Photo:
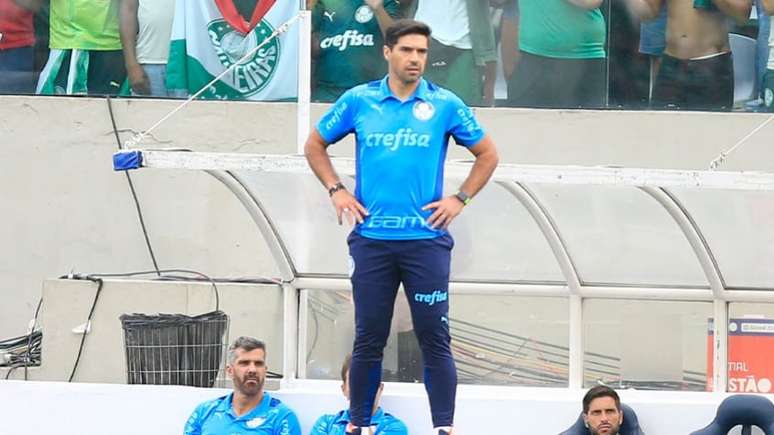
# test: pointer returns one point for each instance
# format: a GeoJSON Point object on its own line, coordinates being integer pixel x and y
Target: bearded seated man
{"type": "Point", "coordinates": [249, 409]}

(Given exercise)
Write out the items again without the picture, with every "seated" replaced by "sitting" and everything else unchanged.

(Reply to the task)
Photo:
# test: pointer returns one point for each instance
# format: a GeoJSON Point object on its own line, coordinates being integer pixel x and y
Target: bearded sitting man
{"type": "Point", "coordinates": [249, 409]}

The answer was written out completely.